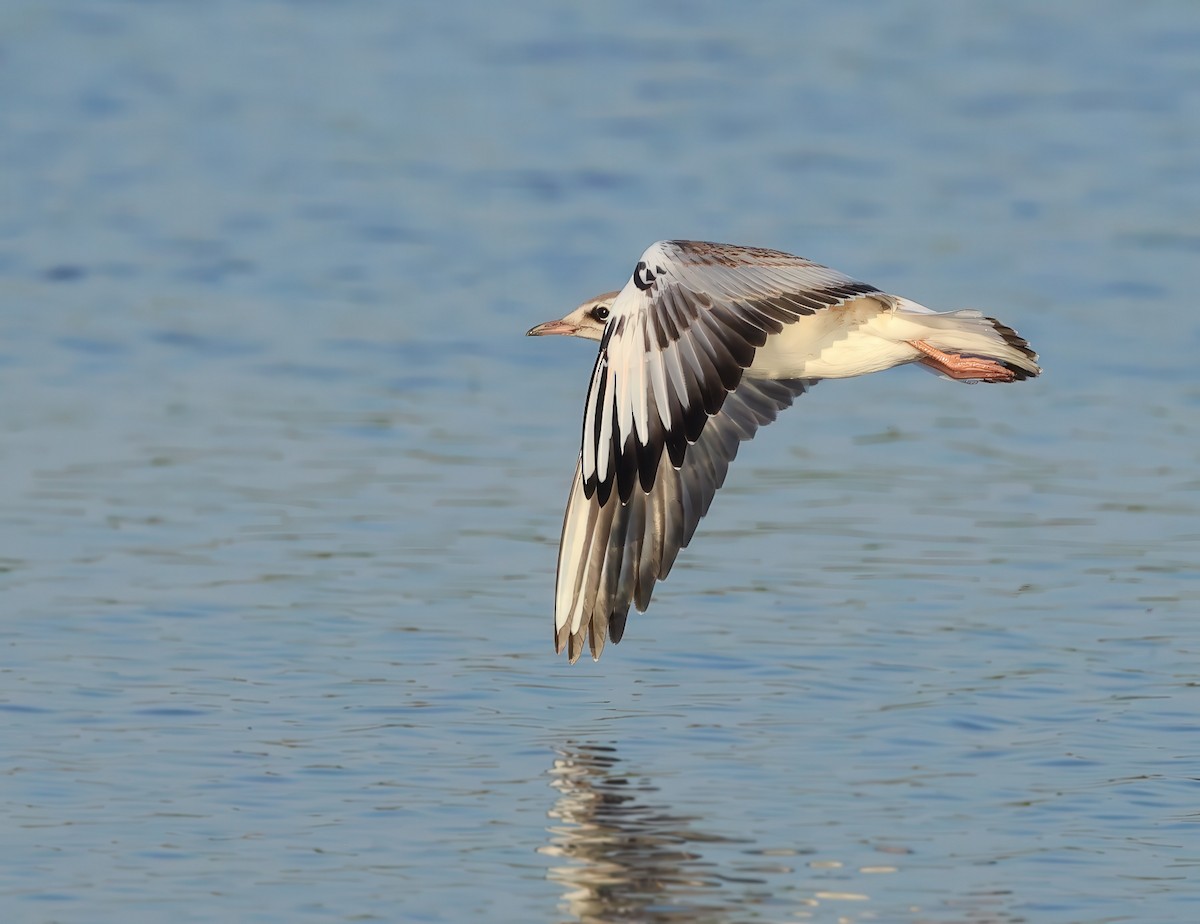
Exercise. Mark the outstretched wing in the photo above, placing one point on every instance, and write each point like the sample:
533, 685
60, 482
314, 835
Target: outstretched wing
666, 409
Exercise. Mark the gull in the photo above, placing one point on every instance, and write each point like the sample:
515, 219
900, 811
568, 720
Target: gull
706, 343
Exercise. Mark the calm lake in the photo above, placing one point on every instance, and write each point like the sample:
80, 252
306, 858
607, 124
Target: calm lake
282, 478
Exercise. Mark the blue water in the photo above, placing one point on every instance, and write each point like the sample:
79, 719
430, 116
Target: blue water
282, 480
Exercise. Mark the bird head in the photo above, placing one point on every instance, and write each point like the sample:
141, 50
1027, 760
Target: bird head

◆ ◆ ◆ ◆

Brief
Copy all of the material above word for word, omitting the pictures.

Solution for this exercise
Exercise. Mark the outstretched wing in the photo above, placing one point on every instance, and write each point like the sample:
533, 685
60, 482
314, 835
Target: outstretched wing
666, 409
Exercise. Mark the gull in the photo above, placing one point on every instance, and write each point like the sample:
515, 219
900, 811
568, 720
Target: gull
706, 343
Exercise. Mark the calm lake in the photo above, placing one point on every instance, and write each point like the sample:
80, 252
306, 858
607, 124
Target: calm lake
282, 478
Exercise. Mark the blue water in the photo above, placing one point on every instance, and write each point like the sample:
79, 719
430, 116
Target: blue water
282, 480
Exercise. Mark the bird head in the photo above, placing one point on every instance, and write each point like the sample:
141, 50
1027, 760
Target: bird head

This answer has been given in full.